____ EXTRACTED RECORDS

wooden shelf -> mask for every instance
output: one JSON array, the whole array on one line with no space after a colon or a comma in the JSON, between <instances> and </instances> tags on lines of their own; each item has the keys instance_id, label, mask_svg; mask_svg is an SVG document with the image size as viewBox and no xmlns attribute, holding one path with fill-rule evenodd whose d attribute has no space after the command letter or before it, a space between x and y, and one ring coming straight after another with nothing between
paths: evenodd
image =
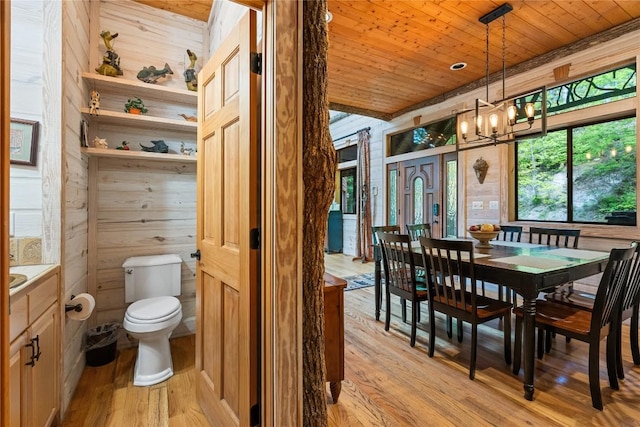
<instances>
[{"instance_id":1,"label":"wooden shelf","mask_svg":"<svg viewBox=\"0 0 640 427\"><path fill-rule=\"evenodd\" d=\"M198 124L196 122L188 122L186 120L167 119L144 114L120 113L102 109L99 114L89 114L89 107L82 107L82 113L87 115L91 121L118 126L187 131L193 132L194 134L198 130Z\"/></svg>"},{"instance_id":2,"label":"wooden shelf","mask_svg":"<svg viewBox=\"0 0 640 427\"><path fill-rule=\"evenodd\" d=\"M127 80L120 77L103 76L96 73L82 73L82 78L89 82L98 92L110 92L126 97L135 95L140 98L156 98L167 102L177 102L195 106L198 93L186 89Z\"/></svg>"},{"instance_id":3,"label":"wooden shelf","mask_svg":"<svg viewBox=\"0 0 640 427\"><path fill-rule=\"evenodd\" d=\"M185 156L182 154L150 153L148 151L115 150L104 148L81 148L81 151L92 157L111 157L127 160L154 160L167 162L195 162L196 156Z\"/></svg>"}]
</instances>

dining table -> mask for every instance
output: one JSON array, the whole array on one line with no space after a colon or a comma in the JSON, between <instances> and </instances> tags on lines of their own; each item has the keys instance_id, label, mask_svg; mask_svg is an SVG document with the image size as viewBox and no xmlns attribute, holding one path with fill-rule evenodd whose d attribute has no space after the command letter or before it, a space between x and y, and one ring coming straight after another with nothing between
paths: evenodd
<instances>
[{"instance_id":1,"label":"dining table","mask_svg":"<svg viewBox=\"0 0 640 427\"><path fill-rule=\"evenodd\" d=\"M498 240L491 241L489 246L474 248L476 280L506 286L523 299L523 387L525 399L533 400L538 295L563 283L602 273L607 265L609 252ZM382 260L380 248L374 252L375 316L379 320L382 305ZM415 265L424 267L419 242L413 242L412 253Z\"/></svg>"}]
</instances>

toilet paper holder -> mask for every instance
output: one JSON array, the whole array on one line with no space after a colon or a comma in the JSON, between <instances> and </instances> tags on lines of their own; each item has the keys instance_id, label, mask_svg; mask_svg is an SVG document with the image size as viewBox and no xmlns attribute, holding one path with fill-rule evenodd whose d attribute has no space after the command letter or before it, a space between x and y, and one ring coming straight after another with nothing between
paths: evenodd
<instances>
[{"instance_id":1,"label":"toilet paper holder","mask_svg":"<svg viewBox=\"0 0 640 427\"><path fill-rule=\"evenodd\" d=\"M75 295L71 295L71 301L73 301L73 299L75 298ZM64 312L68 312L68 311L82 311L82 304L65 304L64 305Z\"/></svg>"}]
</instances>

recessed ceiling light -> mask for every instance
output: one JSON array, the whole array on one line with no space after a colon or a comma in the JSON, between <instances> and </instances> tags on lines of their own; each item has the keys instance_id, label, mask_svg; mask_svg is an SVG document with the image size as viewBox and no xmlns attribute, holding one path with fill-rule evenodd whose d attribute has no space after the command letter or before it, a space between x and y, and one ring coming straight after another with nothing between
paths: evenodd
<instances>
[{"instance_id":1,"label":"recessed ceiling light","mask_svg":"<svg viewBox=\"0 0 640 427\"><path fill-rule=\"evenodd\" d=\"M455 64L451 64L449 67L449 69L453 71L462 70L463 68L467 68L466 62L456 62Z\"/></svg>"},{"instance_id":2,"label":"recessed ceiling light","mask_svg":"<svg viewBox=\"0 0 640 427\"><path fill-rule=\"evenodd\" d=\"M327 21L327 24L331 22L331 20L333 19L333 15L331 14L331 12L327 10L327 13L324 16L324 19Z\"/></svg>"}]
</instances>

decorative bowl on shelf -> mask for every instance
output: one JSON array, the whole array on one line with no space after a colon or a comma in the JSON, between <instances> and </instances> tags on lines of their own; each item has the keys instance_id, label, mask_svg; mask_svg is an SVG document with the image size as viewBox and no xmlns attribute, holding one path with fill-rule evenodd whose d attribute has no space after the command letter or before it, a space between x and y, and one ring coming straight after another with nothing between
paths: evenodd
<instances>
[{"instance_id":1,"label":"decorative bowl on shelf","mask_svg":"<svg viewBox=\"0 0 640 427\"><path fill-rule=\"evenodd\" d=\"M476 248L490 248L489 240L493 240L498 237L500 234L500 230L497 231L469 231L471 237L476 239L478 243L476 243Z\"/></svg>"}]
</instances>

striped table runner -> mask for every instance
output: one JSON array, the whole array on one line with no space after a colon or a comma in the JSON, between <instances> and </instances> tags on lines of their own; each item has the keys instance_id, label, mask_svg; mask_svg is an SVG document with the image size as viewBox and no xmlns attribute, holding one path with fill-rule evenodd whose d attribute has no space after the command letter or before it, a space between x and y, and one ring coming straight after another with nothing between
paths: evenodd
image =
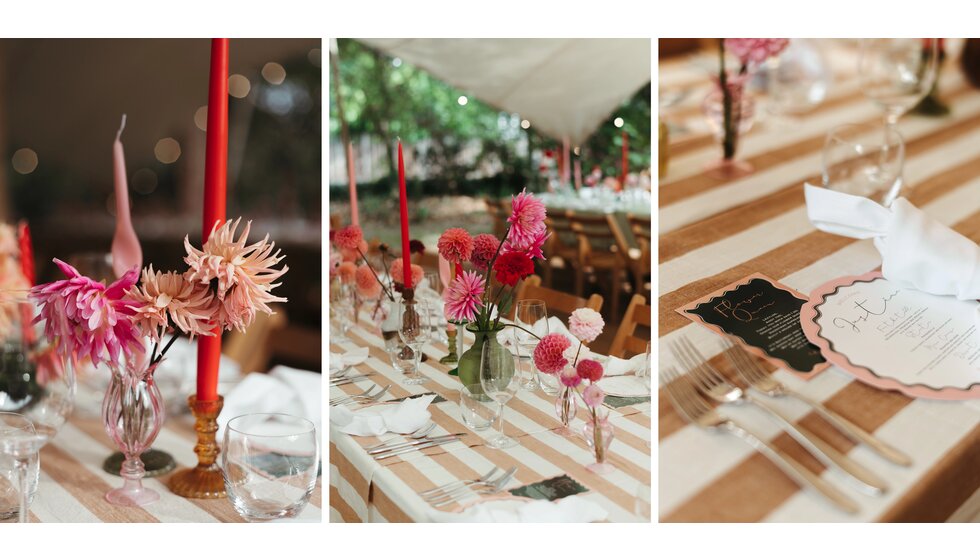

________

- _GOAL OF THE EXERCISE_
Copy out all lines above that include the string "every".

- _EXPECTED ANSWER_
wooden shelf -> mask for every instance
dining table -> mask for every instance
toilet paper holder -> mask for every instance
recessed ceiling light -> mask for every instance
decorative bowl on shelf -> mask for every instance
striped table runner -> mask for every instance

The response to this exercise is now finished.